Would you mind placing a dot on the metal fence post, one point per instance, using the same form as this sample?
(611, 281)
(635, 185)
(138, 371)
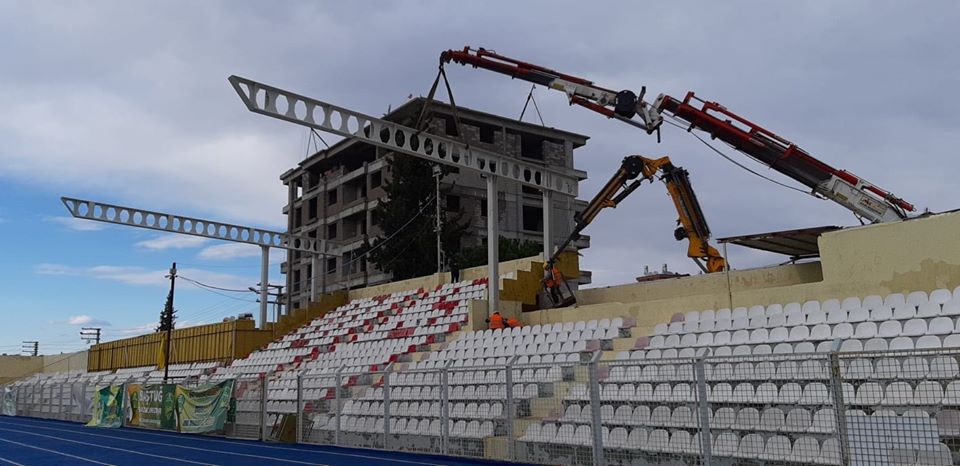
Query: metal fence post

=-=-=

What is being asked => Copy out all the records exactly as they read, and omit the pictures.

Task response =>
Would you mind placing a dot on the metal fence post, one point per instance, using the same form as this sample?
(611, 281)
(635, 185)
(138, 371)
Query: metal fence post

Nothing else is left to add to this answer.